▶ Reading text:
Full-text Search
Keyword search, fuzzy matching, phrase search, and BM25 relevance ranking.
Full-text search lets you find nodes by the words in their string properties. Omnigraph provides four text search expressions: search() for keyword matching, fuzzy() for typo-tolerant matching, match_text() for exact phrase matching, and bm25() for relevance ranking.
Schema setup
Text search requires an @index annotation on a String property. This causes Omnigraph to build an inverted index over that field when data is loaded.
node Article {
slug: String @key
title: String @index
body: String @index
}
node Person {
name: String @key
bio: String @index
}Without @index, queries that reference search(), fuzzy(), match_text(), or bm25() on that field are rejected at compile time.
search() -- keyword matching
search(field, term) appears in the match block and filters to nodes whose indexed field contains the search term. It uses the inverted index for fast lookup.

▶ Tasks and exercises:
1 – Reproduce word for word the stretch of the full-text search passage from "search() -- keyword" through "for fast lookup.".
2 – Resume the full-text search passage, picking up right after its last sentence.
The material that comes next has no role in this work.

Excerpts of labeled region data:

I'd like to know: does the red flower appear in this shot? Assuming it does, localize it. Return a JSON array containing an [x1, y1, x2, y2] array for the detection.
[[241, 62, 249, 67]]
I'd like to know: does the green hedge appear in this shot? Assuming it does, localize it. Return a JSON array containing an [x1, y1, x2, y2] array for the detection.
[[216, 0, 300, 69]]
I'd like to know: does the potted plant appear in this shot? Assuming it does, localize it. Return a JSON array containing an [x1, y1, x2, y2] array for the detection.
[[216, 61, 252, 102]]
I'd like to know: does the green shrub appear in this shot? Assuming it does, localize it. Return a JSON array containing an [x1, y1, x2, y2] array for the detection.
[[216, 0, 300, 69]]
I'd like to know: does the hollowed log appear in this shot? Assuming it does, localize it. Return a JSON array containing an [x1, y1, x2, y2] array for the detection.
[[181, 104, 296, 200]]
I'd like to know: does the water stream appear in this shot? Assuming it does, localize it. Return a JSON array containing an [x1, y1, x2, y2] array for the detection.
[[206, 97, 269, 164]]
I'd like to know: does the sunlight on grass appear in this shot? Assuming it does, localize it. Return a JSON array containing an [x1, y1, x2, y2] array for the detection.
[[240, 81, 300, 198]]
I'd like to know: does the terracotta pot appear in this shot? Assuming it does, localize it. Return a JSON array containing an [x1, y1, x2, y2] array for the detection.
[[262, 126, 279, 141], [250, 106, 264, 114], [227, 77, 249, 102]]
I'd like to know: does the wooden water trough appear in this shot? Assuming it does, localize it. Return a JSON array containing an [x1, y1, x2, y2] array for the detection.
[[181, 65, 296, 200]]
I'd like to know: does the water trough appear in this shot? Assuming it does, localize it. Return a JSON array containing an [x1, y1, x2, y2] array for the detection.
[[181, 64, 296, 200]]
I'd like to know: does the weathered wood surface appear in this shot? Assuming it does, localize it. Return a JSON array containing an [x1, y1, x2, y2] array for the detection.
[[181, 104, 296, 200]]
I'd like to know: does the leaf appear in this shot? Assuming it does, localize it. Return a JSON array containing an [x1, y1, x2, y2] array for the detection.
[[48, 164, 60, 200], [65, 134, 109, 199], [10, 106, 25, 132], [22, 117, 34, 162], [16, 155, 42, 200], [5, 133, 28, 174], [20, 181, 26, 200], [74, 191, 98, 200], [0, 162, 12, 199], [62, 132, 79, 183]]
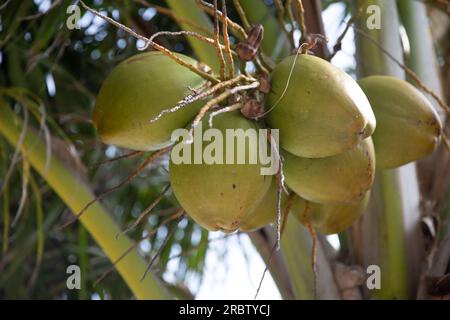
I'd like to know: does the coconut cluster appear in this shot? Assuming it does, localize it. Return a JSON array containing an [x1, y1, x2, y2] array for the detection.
[[93, 52, 442, 234]]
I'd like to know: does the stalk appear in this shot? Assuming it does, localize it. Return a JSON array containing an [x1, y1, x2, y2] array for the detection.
[[281, 216, 340, 300], [352, 0, 420, 299], [234, 0, 290, 60], [166, 0, 220, 73], [0, 101, 169, 299]]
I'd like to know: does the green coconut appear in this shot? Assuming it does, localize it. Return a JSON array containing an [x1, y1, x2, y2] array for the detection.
[[358, 76, 442, 169], [265, 54, 376, 158], [169, 111, 272, 232], [283, 138, 375, 203], [93, 51, 204, 151], [239, 179, 287, 232], [291, 192, 370, 234]]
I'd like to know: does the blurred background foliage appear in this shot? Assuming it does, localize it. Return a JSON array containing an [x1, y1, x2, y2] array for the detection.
[[0, 0, 229, 299]]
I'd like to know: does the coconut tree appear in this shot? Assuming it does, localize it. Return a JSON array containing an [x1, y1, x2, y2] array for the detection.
[[0, 0, 450, 299]]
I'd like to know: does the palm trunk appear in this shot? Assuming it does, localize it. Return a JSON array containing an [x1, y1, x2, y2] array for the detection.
[[398, 0, 450, 299], [352, 0, 423, 299]]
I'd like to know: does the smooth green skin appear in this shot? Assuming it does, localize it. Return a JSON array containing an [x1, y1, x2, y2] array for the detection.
[[169, 112, 272, 232], [266, 54, 376, 158], [93, 51, 204, 151], [239, 179, 287, 232], [358, 76, 442, 169], [282, 138, 375, 203], [291, 192, 370, 234]]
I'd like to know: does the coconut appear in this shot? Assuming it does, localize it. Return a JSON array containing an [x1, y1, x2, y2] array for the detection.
[[239, 179, 287, 232], [93, 51, 204, 151], [291, 192, 370, 234], [283, 138, 375, 203], [169, 111, 272, 232], [265, 54, 376, 158], [358, 76, 442, 169]]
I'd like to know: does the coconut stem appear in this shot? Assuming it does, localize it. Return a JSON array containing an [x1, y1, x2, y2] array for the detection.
[[284, 0, 295, 48], [80, 0, 220, 83], [195, 0, 247, 40], [222, 0, 234, 79], [274, 0, 295, 49], [295, 0, 308, 42], [232, 0, 250, 30], [134, 0, 212, 35]]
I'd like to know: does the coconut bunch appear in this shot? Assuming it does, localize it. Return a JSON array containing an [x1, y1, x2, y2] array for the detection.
[[93, 40, 441, 234]]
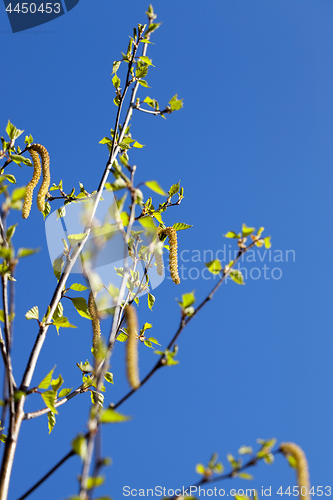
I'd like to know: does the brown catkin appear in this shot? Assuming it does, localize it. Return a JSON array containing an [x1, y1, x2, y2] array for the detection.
[[22, 148, 42, 219], [33, 144, 51, 212], [154, 247, 163, 276], [163, 227, 180, 285], [88, 290, 101, 349], [280, 443, 311, 500], [125, 306, 140, 390]]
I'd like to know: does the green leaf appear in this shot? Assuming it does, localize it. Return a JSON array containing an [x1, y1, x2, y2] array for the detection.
[[229, 269, 245, 285], [100, 408, 132, 424], [139, 56, 154, 66], [242, 224, 255, 238], [138, 79, 150, 89], [38, 366, 55, 389], [25, 306, 39, 320], [3, 174, 16, 184], [12, 186, 26, 203], [205, 259, 222, 274], [67, 233, 87, 246], [148, 293, 155, 311], [143, 96, 159, 111], [72, 434, 88, 461], [24, 134, 34, 145], [41, 391, 58, 413], [145, 181, 167, 196], [52, 255, 64, 279], [169, 94, 183, 111], [47, 411, 56, 434], [264, 236, 272, 249], [104, 372, 113, 384], [99, 137, 112, 146], [17, 248, 40, 259], [195, 464, 206, 476], [117, 332, 128, 342], [223, 231, 241, 239], [237, 472, 253, 479], [112, 61, 121, 75], [169, 181, 180, 198], [6, 120, 24, 140], [58, 387, 73, 398], [181, 291, 195, 309], [76, 360, 94, 373], [132, 141, 144, 149], [172, 222, 193, 231], [112, 74, 120, 89], [56, 206, 66, 220], [51, 375, 64, 392], [144, 23, 162, 38], [71, 297, 92, 319], [6, 224, 17, 240], [69, 283, 89, 292], [52, 316, 77, 329], [87, 476, 105, 490], [6, 153, 32, 166]]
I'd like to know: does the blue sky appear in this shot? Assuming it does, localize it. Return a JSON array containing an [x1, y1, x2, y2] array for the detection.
[[0, 0, 333, 500]]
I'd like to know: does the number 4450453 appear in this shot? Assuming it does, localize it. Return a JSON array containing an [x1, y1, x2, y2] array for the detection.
[[6, 2, 60, 14], [277, 486, 332, 497]]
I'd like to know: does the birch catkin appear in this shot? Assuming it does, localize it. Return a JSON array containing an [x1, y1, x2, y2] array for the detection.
[[154, 247, 163, 276], [22, 148, 42, 219], [88, 290, 101, 349], [125, 306, 140, 390], [163, 227, 180, 285], [33, 144, 51, 212], [22, 144, 50, 219], [280, 443, 311, 500]]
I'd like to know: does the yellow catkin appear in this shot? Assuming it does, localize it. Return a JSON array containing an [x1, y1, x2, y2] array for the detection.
[[22, 148, 42, 219], [33, 144, 51, 212], [88, 291, 101, 349], [125, 306, 140, 390], [154, 247, 164, 276], [163, 227, 180, 285], [280, 443, 311, 500]]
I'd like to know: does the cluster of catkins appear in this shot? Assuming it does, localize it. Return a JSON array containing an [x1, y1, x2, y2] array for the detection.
[[154, 227, 180, 285], [280, 443, 311, 500], [22, 144, 50, 219]]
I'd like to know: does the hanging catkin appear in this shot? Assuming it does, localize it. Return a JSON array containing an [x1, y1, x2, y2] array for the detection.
[[163, 227, 180, 285], [125, 306, 140, 390], [33, 144, 51, 212], [88, 290, 101, 349], [22, 148, 42, 219], [22, 144, 50, 219], [280, 443, 311, 500]]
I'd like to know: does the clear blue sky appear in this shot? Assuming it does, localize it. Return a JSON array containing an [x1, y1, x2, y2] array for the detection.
[[0, 0, 333, 500]]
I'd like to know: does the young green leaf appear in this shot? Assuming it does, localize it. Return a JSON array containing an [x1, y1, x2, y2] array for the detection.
[[69, 283, 89, 292], [71, 297, 92, 319], [145, 181, 167, 196], [72, 434, 88, 461], [25, 306, 39, 320], [205, 259, 222, 274], [47, 411, 56, 434], [172, 222, 193, 231], [38, 366, 55, 389], [41, 391, 58, 413], [148, 293, 155, 311]]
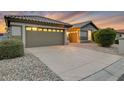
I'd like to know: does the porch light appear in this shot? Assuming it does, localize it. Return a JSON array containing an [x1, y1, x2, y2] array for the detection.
[[61, 30, 63, 32], [26, 27, 31, 31], [48, 29, 52, 32], [43, 29, 47, 32], [38, 28, 43, 31], [32, 27, 37, 31], [53, 29, 56, 32], [57, 30, 59, 32]]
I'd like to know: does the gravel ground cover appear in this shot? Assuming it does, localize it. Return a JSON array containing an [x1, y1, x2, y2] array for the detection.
[[0, 53, 62, 81]]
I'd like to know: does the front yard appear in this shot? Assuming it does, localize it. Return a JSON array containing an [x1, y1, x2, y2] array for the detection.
[[0, 53, 62, 81]]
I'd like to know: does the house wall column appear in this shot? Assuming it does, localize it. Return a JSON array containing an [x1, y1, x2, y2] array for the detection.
[[64, 29, 69, 45]]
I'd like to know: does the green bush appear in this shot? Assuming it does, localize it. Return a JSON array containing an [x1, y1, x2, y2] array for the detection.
[[94, 28, 116, 47], [91, 31, 97, 42], [115, 39, 119, 44], [0, 39, 24, 59]]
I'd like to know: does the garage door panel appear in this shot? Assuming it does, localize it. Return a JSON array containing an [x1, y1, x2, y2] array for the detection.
[[26, 31, 64, 47]]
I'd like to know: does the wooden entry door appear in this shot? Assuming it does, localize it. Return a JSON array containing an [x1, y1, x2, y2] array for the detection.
[[69, 31, 80, 43]]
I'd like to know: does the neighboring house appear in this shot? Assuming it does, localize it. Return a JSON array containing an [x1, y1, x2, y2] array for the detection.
[[0, 33, 8, 41], [116, 29, 124, 39], [69, 21, 98, 43], [4, 15, 72, 47]]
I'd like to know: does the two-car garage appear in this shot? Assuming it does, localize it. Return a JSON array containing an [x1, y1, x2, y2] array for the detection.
[[5, 16, 72, 47], [26, 26, 64, 47]]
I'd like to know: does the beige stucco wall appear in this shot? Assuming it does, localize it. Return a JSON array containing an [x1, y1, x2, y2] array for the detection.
[[10, 22, 68, 46]]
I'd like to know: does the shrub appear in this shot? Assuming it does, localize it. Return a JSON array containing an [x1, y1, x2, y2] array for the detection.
[[0, 39, 24, 59], [91, 31, 97, 42], [115, 39, 119, 44], [94, 28, 116, 47]]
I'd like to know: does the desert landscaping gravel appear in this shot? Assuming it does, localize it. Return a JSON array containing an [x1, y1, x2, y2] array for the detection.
[[0, 53, 62, 81]]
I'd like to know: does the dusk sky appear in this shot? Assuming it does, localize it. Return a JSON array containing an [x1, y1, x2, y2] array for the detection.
[[0, 11, 124, 32]]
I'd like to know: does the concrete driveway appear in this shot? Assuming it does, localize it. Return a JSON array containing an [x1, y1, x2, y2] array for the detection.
[[27, 46, 121, 80]]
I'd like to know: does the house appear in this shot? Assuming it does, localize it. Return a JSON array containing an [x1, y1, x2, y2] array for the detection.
[[116, 29, 124, 39], [69, 21, 98, 43], [4, 15, 98, 47], [4, 15, 72, 47]]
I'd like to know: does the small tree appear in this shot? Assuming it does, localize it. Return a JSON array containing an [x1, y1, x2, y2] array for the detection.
[[94, 28, 116, 47]]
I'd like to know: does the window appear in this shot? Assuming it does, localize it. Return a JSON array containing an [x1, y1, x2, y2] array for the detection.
[[32, 27, 37, 31], [11, 26, 21, 36], [61, 30, 63, 32], [57, 30, 59, 32], [26, 27, 31, 31], [38, 28, 43, 31], [53, 29, 56, 32], [48, 29, 52, 32]]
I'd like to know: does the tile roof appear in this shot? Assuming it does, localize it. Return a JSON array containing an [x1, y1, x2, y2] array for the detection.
[[116, 29, 124, 33], [73, 21, 98, 29], [4, 15, 72, 26], [73, 21, 92, 27]]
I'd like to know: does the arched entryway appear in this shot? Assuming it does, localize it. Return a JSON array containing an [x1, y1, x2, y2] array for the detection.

▶ Final answers:
1 –
search() -- keyword matching
search(field, term) appears in the match block and filters to nodes whose indexed field contains the search term. It uses the inverted index for fast lookup.

2 –
query find_articles($term: String) {
match {
$a: Article
search($a.title, $term)
}
return { $a.slug, $a.title }
}omnigraph read ./my-graph \
--query queries.gq \
--name find_articles \
--params '{"term": "graph database"}' \
--json[
{ "slug": "intro-graphs", "title": "Introduction to Graph Databases" },
{ "slug": "graph-perf", "title": "Graph Database Performance" }
]fuzzy() -- typo-tolerant matching
fuzzy(field, term, distance) works like search() but allows matches within a given edit distance. This catches typos and minor spelling variations.
query fuzzy_search($term: String) {
match {
$p: Person
fuzzy($p.name, $term, 2)
}
return { $p.name }
}The third argument is the maximum Levenshtein edit distance. A distance of 1 catches single-character typos; 2 is a reasonable default for most use cases.
omnigraph read ./my-graph \
--query queries.gq \
--name fuzzy_search \
--params '{"term": "Alic"}'This matches "Alice" despite the missing final character.
match_text() -- phrase matching
match_text(field, phrase) filters to nodes whose field contains the exact phrase as a contiguous sequence of words. Unlike search(), word order and adjacency matter.
query phrase_search($phrase: String) {
match {
$a: Article
match_text($a.body, $phrase)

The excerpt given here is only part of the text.